List every disability that the article below on invisible disabilities names as not necessarily noticeable.

-- BEGIN TEXT SHOWN --

Not all disabilities are visible


Illustration by Brittany England

Louis LaVenture,
News and Sports Editor

When the term disability comes up, for many the first thing that comes to mind is something of a physical nature. However, the Accessibility Services department at Cal State East Bay is trying to shine a light on invisible disabilities that can cause confusion.

Asperger’s syndrome, attention deficit hyperactivity disorders or ADHD, brain injuries, learning disabilities, psychiatric conditions, seizure disorders and Tourette’s syndrome are just some of the disabilities that aren’t necessarily noticeable and can lead to conflict with others. CSUEB held a panel discussion on the topic Tuesday through the Office of Diversity, the first of a diversity development series that includes various workshops and presentations throughout the year.
“There is a stigma that surrounds some of these invisible disabilities,” Accessibility Services Coordinator Pamela Baird said. “Many students have encounters where they are questioned about their disability because you can’t see it. This is something we are trying to raise awareness about not just for students but for instructors as well.”

-- END TEXT SHOWN --
-- BEGIN EXTRACTED DATA --

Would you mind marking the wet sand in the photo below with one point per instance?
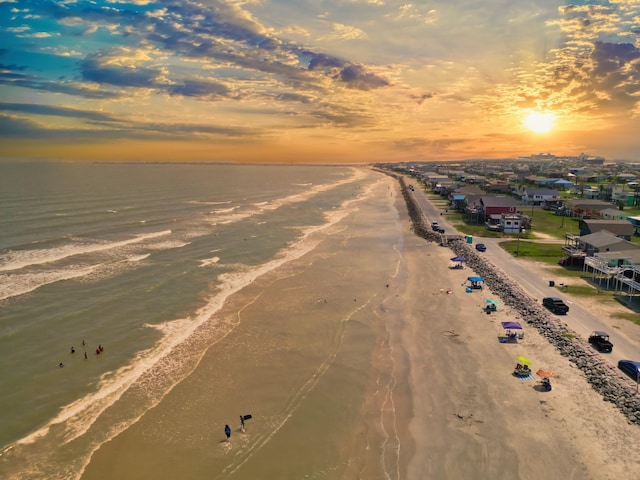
(356, 363)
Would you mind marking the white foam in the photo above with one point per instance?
(77, 418)
(209, 261)
(15, 260)
(13, 285)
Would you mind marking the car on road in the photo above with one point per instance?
(631, 368)
(556, 305)
(600, 341)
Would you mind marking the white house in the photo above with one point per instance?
(535, 196)
(510, 223)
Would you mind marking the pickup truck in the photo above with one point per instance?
(556, 305)
(600, 340)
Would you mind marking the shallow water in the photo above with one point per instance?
(133, 257)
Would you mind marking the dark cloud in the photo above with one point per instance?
(324, 62)
(97, 68)
(57, 111)
(12, 79)
(200, 88)
(420, 99)
(357, 77)
(615, 57)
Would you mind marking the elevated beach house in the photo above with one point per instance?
(619, 228)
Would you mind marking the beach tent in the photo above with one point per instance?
(511, 325)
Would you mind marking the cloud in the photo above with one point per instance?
(116, 69)
(205, 88)
(9, 78)
(57, 111)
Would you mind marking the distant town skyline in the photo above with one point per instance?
(318, 81)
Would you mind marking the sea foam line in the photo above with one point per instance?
(78, 417)
(221, 217)
(15, 260)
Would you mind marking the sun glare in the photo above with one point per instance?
(539, 122)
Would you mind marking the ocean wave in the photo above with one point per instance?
(19, 259)
(154, 372)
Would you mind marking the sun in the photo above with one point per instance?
(539, 122)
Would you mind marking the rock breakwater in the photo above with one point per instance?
(604, 378)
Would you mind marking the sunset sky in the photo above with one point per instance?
(318, 80)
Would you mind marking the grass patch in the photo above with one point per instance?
(542, 252)
(630, 317)
(587, 291)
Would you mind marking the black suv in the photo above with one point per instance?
(600, 340)
(556, 305)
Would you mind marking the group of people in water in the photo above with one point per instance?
(227, 428)
(99, 350)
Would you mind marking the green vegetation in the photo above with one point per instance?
(542, 252)
(548, 223)
(630, 317)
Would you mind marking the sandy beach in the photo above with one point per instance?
(367, 359)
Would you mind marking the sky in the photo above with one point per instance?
(318, 81)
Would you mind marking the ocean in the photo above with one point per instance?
(135, 258)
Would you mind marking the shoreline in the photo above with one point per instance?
(411, 382)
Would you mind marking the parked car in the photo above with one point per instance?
(556, 305)
(630, 367)
(600, 341)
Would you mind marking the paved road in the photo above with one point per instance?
(578, 319)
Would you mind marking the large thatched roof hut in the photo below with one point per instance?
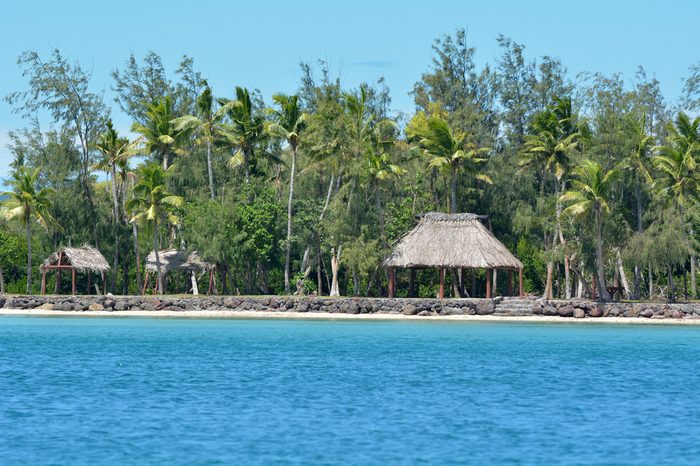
(175, 260)
(84, 259)
(452, 241)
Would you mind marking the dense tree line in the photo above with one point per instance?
(592, 181)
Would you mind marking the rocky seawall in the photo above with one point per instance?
(310, 304)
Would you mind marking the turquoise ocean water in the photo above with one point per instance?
(125, 391)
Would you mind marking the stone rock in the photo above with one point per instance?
(567, 311)
(485, 308)
(451, 311)
(121, 306)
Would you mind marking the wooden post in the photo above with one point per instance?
(488, 283)
(594, 291)
(211, 281)
(145, 283)
(510, 282)
(520, 279)
(392, 281)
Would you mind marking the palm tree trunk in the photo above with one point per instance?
(155, 249)
(453, 192)
(335, 290)
(600, 276)
(115, 227)
(210, 169)
(29, 252)
(288, 252)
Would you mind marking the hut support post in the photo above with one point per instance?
(510, 283)
(520, 280)
(488, 283)
(392, 281)
(145, 283)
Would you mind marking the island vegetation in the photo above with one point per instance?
(591, 180)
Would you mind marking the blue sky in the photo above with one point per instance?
(259, 44)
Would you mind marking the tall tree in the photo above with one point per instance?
(62, 89)
(153, 203)
(26, 202)
(591, 188)
(288, 122)
(206, 125)
(158, 131)
(244, 132)
(115, 151)
(451, 152)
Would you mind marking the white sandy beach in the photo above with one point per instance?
(227, 314)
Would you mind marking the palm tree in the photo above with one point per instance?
(451, 152)
(26, 202)
(152, 203)
(589, 196)
(115, 151)
(159, 131)
(206, 126)
(638, 162)
(288, 123)
(679, 177)
(244, 132)
(555, 136)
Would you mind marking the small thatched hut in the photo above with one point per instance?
(452, 241)
(174, 260)
(84, 259)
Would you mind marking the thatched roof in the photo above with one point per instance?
(451, 241)
(172, 259)
(83, 259)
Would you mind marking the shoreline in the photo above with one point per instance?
(276, 315)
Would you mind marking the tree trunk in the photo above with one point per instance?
(288, 252)
(453, 192)
(335, 291)
(637, 268)
(29, 253)
(621, 273)
(671, 287)
(193, 280)
(602, 292)
(155, 249)
(115, 227)
(693, 277)
(210, 169)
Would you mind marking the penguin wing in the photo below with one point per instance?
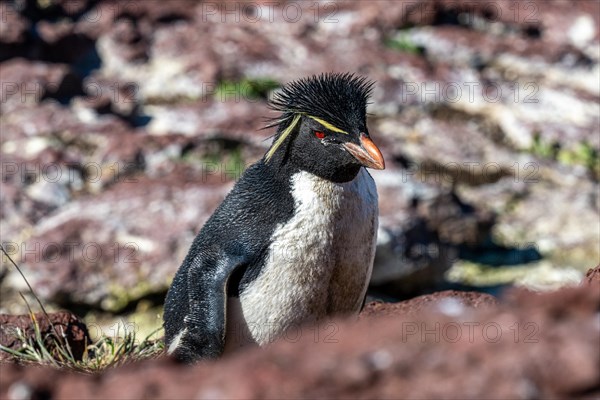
(203, 336)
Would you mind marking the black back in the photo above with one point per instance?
(240, 227)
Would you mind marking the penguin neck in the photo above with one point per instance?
(283, 166)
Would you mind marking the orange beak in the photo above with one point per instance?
(367, 153)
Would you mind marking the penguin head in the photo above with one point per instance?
(322, 127)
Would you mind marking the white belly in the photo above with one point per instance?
(320, 260)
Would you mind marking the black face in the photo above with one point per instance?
(322, 127)
(321, 151)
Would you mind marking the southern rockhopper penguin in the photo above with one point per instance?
(294, 240)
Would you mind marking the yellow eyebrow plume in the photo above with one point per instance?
(327, 125)
(281, 138)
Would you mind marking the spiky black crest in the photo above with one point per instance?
(338, 98)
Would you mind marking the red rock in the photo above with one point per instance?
(514, 350)
(54, 328)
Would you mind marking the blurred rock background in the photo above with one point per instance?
(124, 124)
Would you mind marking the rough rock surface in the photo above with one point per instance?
(54, 329)
(486, 112)
(529, 346)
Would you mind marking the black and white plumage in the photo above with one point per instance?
(294, 240)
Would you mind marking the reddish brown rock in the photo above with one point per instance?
(54, 329)
(539, 346)
(448, 301)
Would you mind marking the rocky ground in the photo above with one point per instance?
(123, 124)
(449, 345)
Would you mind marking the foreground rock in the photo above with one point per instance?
(531, 346)
(58, 328)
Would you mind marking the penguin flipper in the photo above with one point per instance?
(204, 334)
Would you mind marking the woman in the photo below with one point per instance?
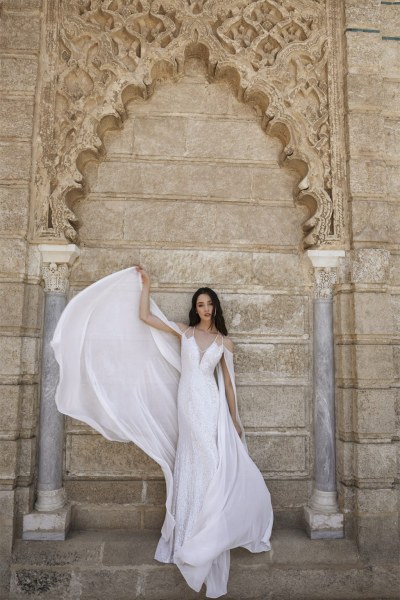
(132, 382)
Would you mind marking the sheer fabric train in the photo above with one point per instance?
(121, 377)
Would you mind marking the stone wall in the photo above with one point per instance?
(188, 183)
(20, 295)
(191, 187)
(367, 300)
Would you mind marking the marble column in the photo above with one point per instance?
(51, 516)
(323, 519)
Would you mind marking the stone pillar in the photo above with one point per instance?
(323, 518)
(51, 517)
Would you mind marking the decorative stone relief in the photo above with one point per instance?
(370, 265)
(55, 277)
(325, 279)
(104, 53)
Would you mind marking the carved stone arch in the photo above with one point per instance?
(109, 51)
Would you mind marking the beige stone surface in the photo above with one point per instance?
(272, 406)
(18, 73)
(375, 463)
(258, 362)
(14, 207)
(284, 453)
(92, 455)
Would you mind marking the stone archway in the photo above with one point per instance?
(275, 53)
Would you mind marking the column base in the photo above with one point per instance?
(323, 525)
(47, 525)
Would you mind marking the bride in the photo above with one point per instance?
(133, 375)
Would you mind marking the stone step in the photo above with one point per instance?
(119, 565)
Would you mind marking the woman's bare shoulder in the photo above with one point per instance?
(182, 326)
(228, 343)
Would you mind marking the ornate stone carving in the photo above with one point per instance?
(55, 277)
(325, 279)
(109, 51)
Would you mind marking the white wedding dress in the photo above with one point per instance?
(133, 383)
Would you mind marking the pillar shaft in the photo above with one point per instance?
(51, 440)
(322, 515)
(51, 517)
(324, 397)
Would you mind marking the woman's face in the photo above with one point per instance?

-- END EXTRACTED DATA --

CORRECT ANSWER ::
- Asperger's syndrome
- Attention deficit hyperactivity disorders (ADHD)
- Brain injuries
- Learning disabilities
- Psychiatric conditions
- Seizure disorders
- Tourette's syndrome